§ **Requirements**
Rewrite the rows below with every "Place a marker" changed to "Put a point" and nothing else altered. Leave out the pictures.

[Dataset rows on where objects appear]
════════

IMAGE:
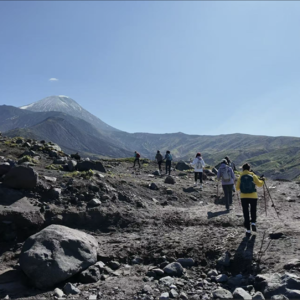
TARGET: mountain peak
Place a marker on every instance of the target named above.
(67, 105)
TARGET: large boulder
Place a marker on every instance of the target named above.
(57, 253)
(4, 168)
(90, 165)
(21, 178)
(182, 166)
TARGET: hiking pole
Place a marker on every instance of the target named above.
(264, 188)
(271, 199)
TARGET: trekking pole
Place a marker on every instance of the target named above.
(271, 199)
(265, 199)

════════

§ **Reply to the task**
IMAGE:
TARGET: mountain peak
Put a point on every instance of the target named above.
(67, 105)
TARGET: large boulder
Put a point on every instance of the target named above.
(57, 253)
(4, 168)
(90, 165)
(21, 178)
(182, 166)
TARGET: hiking pole
Put a point on every instance of the target named above.
(264, 188)
(271, 199)
TARGET: trekking pole
Put a point on every instance of the target named above.
(271, 199)
(265, 199)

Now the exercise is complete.